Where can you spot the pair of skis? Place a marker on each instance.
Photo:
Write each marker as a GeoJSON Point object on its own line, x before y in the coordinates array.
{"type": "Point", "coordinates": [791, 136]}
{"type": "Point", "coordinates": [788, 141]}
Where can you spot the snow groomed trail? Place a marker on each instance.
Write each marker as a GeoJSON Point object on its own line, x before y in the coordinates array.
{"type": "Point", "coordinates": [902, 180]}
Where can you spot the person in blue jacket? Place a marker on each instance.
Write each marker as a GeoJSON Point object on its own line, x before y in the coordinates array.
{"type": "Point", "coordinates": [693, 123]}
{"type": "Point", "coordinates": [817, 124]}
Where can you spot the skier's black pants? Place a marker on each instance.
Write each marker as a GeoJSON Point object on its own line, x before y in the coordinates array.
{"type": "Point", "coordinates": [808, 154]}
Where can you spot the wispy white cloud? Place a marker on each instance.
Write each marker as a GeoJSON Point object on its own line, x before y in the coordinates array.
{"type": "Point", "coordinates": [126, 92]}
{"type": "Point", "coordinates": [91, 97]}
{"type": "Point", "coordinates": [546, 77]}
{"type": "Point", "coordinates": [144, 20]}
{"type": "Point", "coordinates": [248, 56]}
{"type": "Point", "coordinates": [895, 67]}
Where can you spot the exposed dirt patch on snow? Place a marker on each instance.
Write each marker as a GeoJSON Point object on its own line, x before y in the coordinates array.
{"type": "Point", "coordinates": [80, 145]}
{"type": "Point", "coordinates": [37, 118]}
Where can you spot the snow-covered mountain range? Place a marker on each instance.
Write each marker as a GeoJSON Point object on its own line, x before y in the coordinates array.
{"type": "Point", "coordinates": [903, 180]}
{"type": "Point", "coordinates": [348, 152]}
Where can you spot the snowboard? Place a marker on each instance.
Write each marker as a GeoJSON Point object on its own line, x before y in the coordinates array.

********

Can you copy all of the material above word for word, keeping every line in its original order?

Where can you spot the pair of skis? Place a marker on each instance.
Photo:
Write each marker as a GeoJSON Point object on its own line, x before y in the coordinates array.
{"type": "Point", "coordinates": [791, 136]}
{"type": "Point", "coordinates": [788, 141]}
Where can you spot the snow groomed trail? Place a marker on each instance.
Write each marker as a GeoJSON Point object on its own line, x before y in the coordinates array.
{"type": "Point", "coordinates": [902, 180]}
Where can you spot the person in blue jacket? Place a marker on each instance.
Write each marker as a GeoJSON Point object on its own line, x before y in the coordinates array.
{"type": "Point", "coordinates": [693, 123]}
{"type": "Point", "coordinates": [817, 124]}
Where can you spot the skier's black pants? Place a marker on each instance.
Write each marker as a GeoJSON Point object on its own line, x before y in the coordinates array.
{"type": "Point", "coordinates": [808, 154]}
Where can you spot the wispy white cloud? Place a marker on each instance.
Write each marker as a GeoJSON Point object on its own line, x before y in the coordinates array.
{"type": "Point", "coordinates": [126, 92]}
{"type": "Point", "coordinates": [91, 97]}
{"type": "Point", "coordinates": [546, 77]}
{"type": "Point", "coordinates": [144, 20]}
{"type": "Point", "coordinates": [248, 56]}
{"type": "Point", "coordinates": [895, 67]}
Where can you spot the exposed dirt patch on snow? Place a marker on each instance.
Write each marker as a GeoJSON Point object on its own line, x before y in the coordinates array.
{"type": "Point", "coordinates": [80, 145]}
{"type": "Point", "coordinates": [37, 118]}
Where can you spot the snow-covered mountain range? Place a marker on each instance.
Write each marker as a GeoJSON Point object on its own line, x before y in the coordinates array.
{"type": "Point", "coordinates": [903, 180]}
{"type": "Point", "coordinates": [348, 152]}
Where can you spot the snowboard? Place a marker on each instance.
Write each marker as a GeoJSON Point object on its own line, x before y in the coordinates array.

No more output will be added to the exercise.